§ Source document
******
Cuba recently began exporting Abdala and Soberana 02 to Venezuela, Nicaragua, Iran, and Vietnam. The island’s government has also requested the World Health Organization grant the vaccine candidates “emergency approval” status.
Zimbabwe relies almost entirely on external donors and foreign countries to fund its dilapidated healthcare system, in large part due to decades of budget mismanagement by the country’s socialist government. Zimbabwe has been deeply impoverished since late dictator Robert Mugabe led so-called land reforms in the early 2000s.
“Starting in 2000, thousands of white Zimbabwean farmers were forced off their land by violent state-backed mobs or evicted in dubious legal judgments, supposedly to help black people marginalized under British colonial rule,” Agence France-Presse (AFP) recalled in 2018. “The farms, however, were often allocated to [then] President Robert Mugabe’s allies [with no knowledge of farming] and fell into ruin, leaving tens of thousands of rural laborers out of work and sending the economy into a tailspin as food production crashed.”
******
§ Data extract
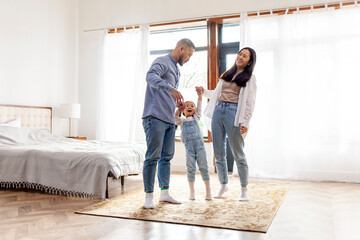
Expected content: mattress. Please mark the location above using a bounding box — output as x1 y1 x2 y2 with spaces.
0 126 146 199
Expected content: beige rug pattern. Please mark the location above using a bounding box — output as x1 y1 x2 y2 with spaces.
76 175 290 232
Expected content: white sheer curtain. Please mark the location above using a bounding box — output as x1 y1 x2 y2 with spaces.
240 8 360 182
98 26 149 142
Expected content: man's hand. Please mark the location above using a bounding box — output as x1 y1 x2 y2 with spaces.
240 126 247 135
169 88 184 104
195 87 204 95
******
§ Directions
1: From the news text, copy the words between "Zimbabwe relies almost" and "the early 2000s.", inclusive.
2: According to the news text, which countries did Cuba recently begin exporting Abdala and Soberana 02 to?

§ Solutions to the problems
1:
Zimbabwe relies almost entirely on external donors and foreign countries to fund its dilapidated healthcare system, in large part due to decades of budget mismanagement by the country’s socialist government. Zimbabwe has been deeply impoverished since late dictator Robert Mugabe led so-called land reforms in the early 2000s.

2: Venezuela, Nicaragua, Iran, and Vietnam.